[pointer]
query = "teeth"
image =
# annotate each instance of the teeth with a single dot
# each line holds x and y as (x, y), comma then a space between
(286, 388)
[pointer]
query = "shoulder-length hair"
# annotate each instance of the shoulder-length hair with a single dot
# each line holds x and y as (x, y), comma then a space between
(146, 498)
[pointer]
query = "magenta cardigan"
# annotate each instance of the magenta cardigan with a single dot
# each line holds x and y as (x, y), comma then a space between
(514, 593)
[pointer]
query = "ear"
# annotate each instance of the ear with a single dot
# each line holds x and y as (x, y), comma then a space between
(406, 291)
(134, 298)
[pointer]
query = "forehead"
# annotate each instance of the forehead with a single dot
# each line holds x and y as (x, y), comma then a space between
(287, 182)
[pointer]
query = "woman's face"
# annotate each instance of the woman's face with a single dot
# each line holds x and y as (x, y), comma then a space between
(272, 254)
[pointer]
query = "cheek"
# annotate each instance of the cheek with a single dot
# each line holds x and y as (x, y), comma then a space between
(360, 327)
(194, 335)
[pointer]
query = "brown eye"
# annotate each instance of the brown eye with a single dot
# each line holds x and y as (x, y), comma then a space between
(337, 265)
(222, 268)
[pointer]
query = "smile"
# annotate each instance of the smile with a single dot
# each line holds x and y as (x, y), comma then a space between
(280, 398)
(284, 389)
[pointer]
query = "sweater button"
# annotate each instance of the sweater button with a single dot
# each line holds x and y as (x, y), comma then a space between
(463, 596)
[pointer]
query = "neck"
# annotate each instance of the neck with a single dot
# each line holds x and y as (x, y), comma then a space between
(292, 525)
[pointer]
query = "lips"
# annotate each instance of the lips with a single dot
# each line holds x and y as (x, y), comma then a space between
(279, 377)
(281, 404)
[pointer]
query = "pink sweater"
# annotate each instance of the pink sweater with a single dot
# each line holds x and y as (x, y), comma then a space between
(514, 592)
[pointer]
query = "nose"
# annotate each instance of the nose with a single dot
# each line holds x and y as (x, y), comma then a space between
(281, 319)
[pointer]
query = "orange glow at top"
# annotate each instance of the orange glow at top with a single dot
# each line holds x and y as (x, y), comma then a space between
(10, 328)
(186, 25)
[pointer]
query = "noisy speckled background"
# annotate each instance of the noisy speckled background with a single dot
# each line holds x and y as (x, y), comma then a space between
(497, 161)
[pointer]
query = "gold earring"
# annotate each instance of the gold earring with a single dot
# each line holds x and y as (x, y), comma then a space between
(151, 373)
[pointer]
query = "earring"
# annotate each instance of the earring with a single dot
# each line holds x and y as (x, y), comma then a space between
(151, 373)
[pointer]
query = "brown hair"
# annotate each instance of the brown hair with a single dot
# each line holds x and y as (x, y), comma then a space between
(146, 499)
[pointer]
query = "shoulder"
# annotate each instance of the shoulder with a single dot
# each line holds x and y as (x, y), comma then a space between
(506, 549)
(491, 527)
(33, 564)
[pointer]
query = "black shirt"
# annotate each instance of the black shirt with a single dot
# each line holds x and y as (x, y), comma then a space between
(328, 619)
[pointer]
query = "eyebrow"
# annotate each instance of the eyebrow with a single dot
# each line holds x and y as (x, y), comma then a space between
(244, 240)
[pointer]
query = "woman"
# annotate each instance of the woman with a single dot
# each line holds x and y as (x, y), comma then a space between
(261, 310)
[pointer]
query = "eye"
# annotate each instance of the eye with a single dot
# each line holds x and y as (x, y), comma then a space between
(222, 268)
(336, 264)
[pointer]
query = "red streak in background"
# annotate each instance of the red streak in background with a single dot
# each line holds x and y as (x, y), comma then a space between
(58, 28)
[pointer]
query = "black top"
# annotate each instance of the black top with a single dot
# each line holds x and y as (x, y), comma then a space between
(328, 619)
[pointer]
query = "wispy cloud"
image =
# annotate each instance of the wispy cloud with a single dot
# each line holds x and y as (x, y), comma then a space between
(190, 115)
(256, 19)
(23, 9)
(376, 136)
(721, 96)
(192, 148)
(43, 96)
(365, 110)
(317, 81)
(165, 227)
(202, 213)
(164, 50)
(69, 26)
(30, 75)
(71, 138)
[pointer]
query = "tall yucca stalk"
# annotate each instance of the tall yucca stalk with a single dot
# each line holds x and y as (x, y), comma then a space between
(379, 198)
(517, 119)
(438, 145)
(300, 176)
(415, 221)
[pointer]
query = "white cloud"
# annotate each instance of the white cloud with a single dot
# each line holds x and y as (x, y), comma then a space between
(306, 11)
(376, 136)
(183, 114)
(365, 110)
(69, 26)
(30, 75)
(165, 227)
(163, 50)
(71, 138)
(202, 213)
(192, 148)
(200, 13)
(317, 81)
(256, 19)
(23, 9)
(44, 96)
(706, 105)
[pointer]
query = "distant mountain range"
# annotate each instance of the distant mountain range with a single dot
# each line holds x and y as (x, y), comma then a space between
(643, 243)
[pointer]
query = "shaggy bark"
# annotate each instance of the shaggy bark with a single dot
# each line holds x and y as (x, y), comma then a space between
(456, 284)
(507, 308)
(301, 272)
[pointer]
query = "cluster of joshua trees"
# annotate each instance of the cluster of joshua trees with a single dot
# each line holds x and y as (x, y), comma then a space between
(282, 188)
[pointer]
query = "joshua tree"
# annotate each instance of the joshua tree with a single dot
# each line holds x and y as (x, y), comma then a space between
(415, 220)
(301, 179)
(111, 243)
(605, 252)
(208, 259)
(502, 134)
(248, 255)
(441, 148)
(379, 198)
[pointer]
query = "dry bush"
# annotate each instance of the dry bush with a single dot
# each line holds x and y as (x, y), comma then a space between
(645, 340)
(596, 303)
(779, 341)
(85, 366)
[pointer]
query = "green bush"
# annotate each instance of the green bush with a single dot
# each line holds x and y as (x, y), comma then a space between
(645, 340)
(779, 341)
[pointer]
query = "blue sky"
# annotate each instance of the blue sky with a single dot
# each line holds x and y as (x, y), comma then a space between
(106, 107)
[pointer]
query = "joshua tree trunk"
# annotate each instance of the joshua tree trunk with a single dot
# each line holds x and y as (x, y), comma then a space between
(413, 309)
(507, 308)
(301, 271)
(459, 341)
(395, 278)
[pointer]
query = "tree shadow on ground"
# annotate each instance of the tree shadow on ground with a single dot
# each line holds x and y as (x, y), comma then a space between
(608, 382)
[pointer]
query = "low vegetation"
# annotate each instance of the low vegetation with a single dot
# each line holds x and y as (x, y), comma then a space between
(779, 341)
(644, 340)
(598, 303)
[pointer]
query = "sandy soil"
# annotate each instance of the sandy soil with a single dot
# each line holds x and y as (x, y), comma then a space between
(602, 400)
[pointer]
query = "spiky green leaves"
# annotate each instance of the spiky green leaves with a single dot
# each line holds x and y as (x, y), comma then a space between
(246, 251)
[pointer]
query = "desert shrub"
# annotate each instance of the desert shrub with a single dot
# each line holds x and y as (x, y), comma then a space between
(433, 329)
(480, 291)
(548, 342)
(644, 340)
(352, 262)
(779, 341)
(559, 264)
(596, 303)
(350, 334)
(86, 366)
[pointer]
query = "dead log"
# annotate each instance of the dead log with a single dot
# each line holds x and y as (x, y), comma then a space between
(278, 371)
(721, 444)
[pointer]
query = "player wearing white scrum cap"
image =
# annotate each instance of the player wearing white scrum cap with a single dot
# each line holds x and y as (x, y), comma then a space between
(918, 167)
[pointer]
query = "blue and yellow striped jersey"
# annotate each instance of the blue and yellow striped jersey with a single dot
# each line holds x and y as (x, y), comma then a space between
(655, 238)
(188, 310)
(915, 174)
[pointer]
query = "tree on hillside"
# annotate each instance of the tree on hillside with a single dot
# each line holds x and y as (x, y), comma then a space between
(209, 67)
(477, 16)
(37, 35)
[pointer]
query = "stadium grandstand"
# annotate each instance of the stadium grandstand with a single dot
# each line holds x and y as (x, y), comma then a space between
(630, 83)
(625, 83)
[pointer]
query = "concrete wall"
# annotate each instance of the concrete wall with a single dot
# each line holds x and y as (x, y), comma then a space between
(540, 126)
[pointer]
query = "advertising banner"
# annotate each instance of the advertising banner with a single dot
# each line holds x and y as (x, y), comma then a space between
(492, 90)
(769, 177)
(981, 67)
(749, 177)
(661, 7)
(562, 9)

> EXERCISE BRIEF: Locate every line in the entries that contains the word "blue" and copy each of those lines. Case counts.

> EXERCISE OUTPUT:
query = "blue sky"
# annotate each instance of the blue sky with a single dot
query = "blue and yellow striped jersey"
# annotate each instance of the blue and yellow striped jersey with a single dot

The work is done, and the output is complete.